#### [EXERCISE TASKS]
- a) In the article on Millennial job prospects, what year did Uppenborn get her Master's in occupational therapy?
- b) In the article on Millennial job prospects, rewrite the passage starting at "Millennial Job Prospects" and ending at "profession—and for her.", replacing "game-changer" with "turning point".
- c) Write the next part of the article on Millennial job prospects, beginning after its final sentence.

#### [READING PASSAGE]
--- START ---
Despite countless reports to the contrary, the “entitled” Millennial generation doesn’t expect to be handed the keys to the executive suite.

Millennial Job Prospects
CASE STUDY A
Name: Tammy Uppenborn
Age: 35
Profession: Occupational therapist
In 2007, Uppenborn got her Master’s in occupational therapy. She assumed there would be no shortage of work in a field tied to healthcare and the rapidly aging population. But government cutbacks and a shift away from in-patient hospital care proved a game-changer for the profession—and for her.
She found work, just not the sort she had envisaged. For five years, Uppenborn has completed a series of short-term contracts at various Toronto healthcare and rehabilitation facilities, serving as a perpetual stand-in for employees on maternity leave or vacation.
Despite hoping each contract would lead to a permanent job, her longest stint at an agency fell just shy of a year.
Uppenborn has never received health benefits, nor had an employer contribute to her pension. Employers require that she pay into an Employment Insurance fund, but regulations around temporary work prevent her from accessing EI during the scary months between jobs. Having recently started an eight-month contract at a new agency in Guelph, she will again be left scrambling for a new position this winter.
“I’m always on the steep end of the learning curve, always putting in extra, unpaid time, because I want to look good if another position opens,” she says.
--- END ---
#### [STUDY MATERIAL]
--- START ---
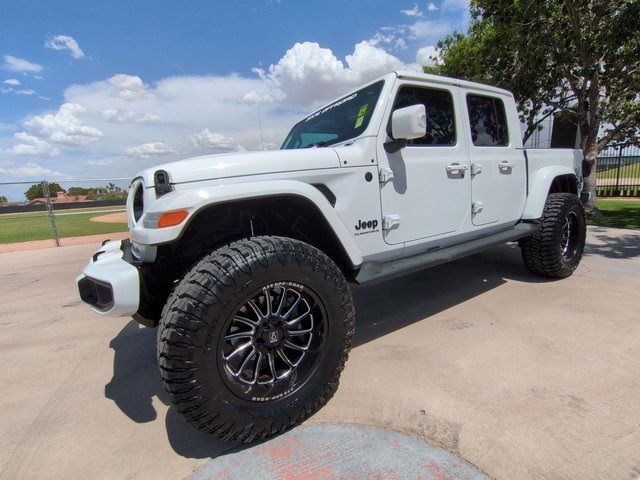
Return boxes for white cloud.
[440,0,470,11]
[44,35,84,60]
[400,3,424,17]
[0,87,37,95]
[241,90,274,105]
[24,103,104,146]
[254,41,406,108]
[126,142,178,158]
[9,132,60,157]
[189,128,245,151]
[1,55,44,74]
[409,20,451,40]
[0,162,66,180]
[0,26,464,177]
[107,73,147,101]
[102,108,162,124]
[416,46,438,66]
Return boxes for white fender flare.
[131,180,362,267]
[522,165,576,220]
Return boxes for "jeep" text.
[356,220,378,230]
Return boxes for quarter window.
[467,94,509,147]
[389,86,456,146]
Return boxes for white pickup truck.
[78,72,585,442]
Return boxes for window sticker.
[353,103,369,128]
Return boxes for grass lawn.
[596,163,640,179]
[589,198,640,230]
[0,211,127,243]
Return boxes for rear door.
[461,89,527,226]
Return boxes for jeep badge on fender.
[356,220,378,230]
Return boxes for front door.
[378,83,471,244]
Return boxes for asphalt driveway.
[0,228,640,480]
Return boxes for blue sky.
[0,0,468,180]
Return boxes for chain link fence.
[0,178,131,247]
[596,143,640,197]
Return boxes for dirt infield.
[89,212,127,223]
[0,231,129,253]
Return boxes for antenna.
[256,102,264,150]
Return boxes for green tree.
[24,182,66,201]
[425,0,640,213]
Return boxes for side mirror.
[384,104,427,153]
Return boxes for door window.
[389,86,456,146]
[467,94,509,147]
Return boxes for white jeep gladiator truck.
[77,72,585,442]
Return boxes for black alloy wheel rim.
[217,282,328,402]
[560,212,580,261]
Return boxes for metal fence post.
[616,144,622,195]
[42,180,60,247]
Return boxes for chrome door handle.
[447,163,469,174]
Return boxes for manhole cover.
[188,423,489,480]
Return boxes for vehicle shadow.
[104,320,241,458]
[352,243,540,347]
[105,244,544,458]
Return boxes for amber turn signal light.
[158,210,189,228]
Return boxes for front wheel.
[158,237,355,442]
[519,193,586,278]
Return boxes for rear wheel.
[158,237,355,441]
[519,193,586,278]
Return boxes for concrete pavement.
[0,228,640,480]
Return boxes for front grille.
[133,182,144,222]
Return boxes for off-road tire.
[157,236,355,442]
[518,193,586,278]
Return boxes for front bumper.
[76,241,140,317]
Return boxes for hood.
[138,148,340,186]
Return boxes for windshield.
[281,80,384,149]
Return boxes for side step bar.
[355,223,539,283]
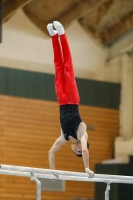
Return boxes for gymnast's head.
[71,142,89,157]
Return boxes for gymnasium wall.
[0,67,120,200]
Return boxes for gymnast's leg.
--- END ---
#### [WRITTEN ANSWERS]
- a) 2007

- b)
Millennial Job Prospects
CASE STUDY A
Name: Tammy Uppenborn
Age: 35
Profession: Occupational therapist
In 2007, Uppenborn got her Master’s in occupational therapy. She assumed there would be no shortage of work in a field tied to healthcare and the rapidly aging population. But government cutbacks and a shift away from in-patient hospital care proved a turning point for the profession—and for her.

- c)
Contract work has caused her anxiety, and thrown off her plans to start a family: “I can’t go on maternity leave because I don’t have a permanent job. But I’m going to be 36 this month. Like, tick tock!”
CASE STUDY B
Name: Cameron Jones
Age: 29
Profession: Legal researcher
Like many who slog through law school, Jones (not his real name) recalls holding lofty expectations prior to his 2008 graduation: “I thought, My future’s made. I’ll finish law school, get an articling position, and move into a permanent job.”
Then, like many of his peers flung from the cozy academic bubble mid-recession, Jones faced a harsh reality. He spent five months looking for work, followed by six months doing piecemeal legal-writing gigs and short-term contracts. He remembers the irony of one company referring to him as an “independent contractor.”
“I was an employee,” he clarifies. “I came into the office every day, I perfected the work I was told to do. There just weren’t benefits.”
Eventually, Jones secured stable legal work, a feat that may become increasingly difficult to achieve for Ontario law graduates, in light of the province’s shortage of articling placements. This year, nearly 15 per cent of them couldn’t find articles—a prerequisite for becoming licensed.
CASE STUDY C
Name: Aafreen Malik
Age: 30
Profession: Teacher
Malik (not her real name) has worked as an occasional teacher for six years, alternating between day-to-day supply work and, when she’s lucky, maternity contracts. She has vied for a permanent position with the Toronto District School Board, but to no avail—openings are usually snapped up by transferring teachers.
“You’re often not respected by colleagues and the administration as much as if you were a permanent teacher,” she says. “I’m not going to be there in a couple months, so it doesn’t really matter [to them] to keep me happy.”